- WORK TO COMPLETE -
Please arrange the lines below as a numbered list, skipping any blank ones. Leave the pictures out of your answer.

#### ENTRIES SUPPLIED ####

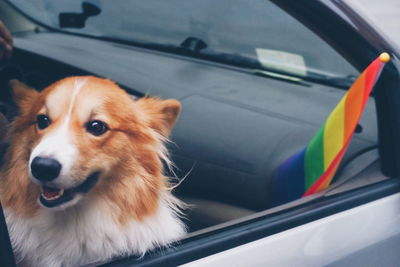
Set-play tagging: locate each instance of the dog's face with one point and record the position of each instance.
(82, 133)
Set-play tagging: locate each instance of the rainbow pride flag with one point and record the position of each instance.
(312, 169)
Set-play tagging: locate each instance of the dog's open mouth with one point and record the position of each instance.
(52, 197)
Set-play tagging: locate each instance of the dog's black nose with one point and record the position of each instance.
(45, 169)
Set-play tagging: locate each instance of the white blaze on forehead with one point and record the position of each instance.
(58, 144)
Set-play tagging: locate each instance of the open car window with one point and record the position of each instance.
(239, 122)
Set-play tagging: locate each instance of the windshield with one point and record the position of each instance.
(253, 34)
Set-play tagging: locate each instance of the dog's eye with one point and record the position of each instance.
(42, 121)
(96, 128)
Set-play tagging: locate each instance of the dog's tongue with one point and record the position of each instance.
(51, 192)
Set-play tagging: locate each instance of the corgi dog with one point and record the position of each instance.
(82, 180)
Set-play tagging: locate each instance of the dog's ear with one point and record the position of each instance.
(162, 114)
(22, 94)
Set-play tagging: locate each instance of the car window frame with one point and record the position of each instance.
(361, 47)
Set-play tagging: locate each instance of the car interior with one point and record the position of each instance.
(235, 130)
(228, 141)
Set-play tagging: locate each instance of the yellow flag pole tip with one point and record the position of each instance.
(384, 57)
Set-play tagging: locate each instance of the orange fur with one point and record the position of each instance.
(127, 155)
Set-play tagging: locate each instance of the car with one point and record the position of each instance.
(256, 80)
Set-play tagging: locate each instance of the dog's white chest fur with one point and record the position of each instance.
(88, 233)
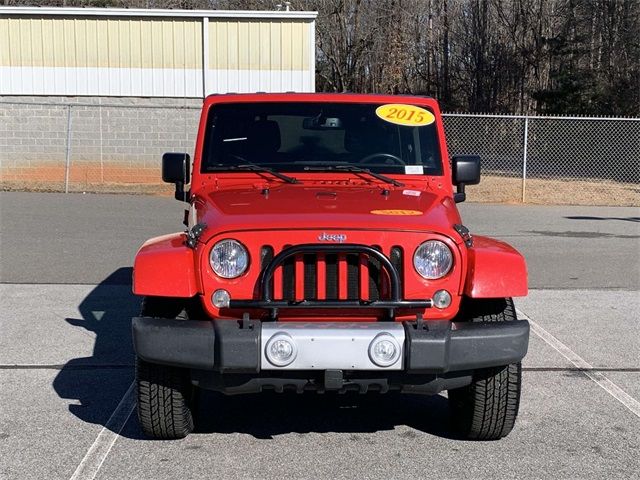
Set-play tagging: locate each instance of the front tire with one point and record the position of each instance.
(165, 393)
(487, 409)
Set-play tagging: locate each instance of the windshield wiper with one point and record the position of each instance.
(353, 168)
(257, 168)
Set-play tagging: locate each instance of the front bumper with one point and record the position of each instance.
(237, 347)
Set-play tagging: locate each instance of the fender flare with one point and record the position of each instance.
(495, 270)
(165, 267)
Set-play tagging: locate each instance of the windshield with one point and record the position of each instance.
(298, 137)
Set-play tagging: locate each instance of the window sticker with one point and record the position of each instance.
(414, 169)
(396, 212)
(408, 115)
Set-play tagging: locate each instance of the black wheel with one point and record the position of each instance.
(487, 409)
(165, 393)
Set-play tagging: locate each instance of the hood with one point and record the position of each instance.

####

- TASK RESPONSE -
1. Set-play tagging: locate each instance of the dog's face with one point and record the position of each instance.
2. (82, 133)
3. Set-play tagging: locate each instance of the rainbow pride flag with one point and record the position of each instance.
4. (312, 169)
5. Set-play tagging: locate each instance of the dog's open mouth with one point and record the position of each instance.
6. (52, 197)
7. Set-play tagging: locate each instance of the dog's black nose with one point and record the position of each instance.
8. (45, 169)
9. Set-play tagging: locate each instance of the white blaze on forehead with one point and record the position of each instance.
10. (58, 144)
11. Set-play tagging: locate each instance of the open car window with one point and record the position of each instance.
12. (239, 122)
13. Set-play tagging: locate each instance of the windshield with one point and record the position of each instance.
14. (253, 34)
15. Set-play tagging: locate each instance of the dog's eye with one point and record the position of each instance.
16. (42, 121)
17. (96, 128)
18. Set-play tagging: locate each instance of the dog's tongue with one point and record the position of each instance.
19. (51, 192)
20. Set-play tagging: locate each instance of the corgi dog with one point and record the position of each instance.
21. (82, 180)
22. Set-play tagging: locate each instance of the dog's ear with one point and record the position of each instance.
23. (162, 114)
24. (22, 94)
25. Set-play tagging: locate each instance of the car window frame with one point and record the position of each instance.
26. (361, 47)
27. Set-play tagging: locate each instance of the car interior with one point and record the position of each instance.
28. (235, 130)
29. (228, 141)
30. Set-play tagging: locate each instance of the yellow flag pole tip with one point and record the position of each instance.
31. (384, 57)
32. Set-play tagging: locate each instance of the orange fur with one point and record the position of each instance.
33. (127, 155)
34. Set-play tagging: locate each instance of the car with one point and record the position of each instance.
35. (256, 80)
36. Set-play tagging: locate each instance of the dog's white chest fur with one point and record the position of each instance.
37. (88, 233)
38. Set-play tagging: locate each instance of the front tire with one point and record the position of each instance.
39. (165, 393)
40. (487, 409)
41. Set-play tagging: locate each instance of the windshield wiper with one point and record the position of each instance.
42. (353, 168)
43. (257, 168)
44. Set-play tagging: locate each instance of the front bumper with one point and record the position of each instance.
45. (237, 347)
46. Set-play tagging: locate each instance of the fender flare with one point and record the position of each instance.
47. (495, 270)
48. (165, 267)
49. Set-play tagging: locate each instance of the windshield with one point and record the position of each instance.
50. (298, 137)
51. Set-play tagging: locate each instance of the window sticker with one point and record the position of each instance.
52. (414, 169)
53. (396, 212)
54. (408, 115)
55. Set-play tagging: locate each instance of the black wheel with one point and record the position of each instance.
56. (487, 409)
57. (165, 393)
58. Set-play tagging: locate each instance of the hood with one point and record the position of each instance.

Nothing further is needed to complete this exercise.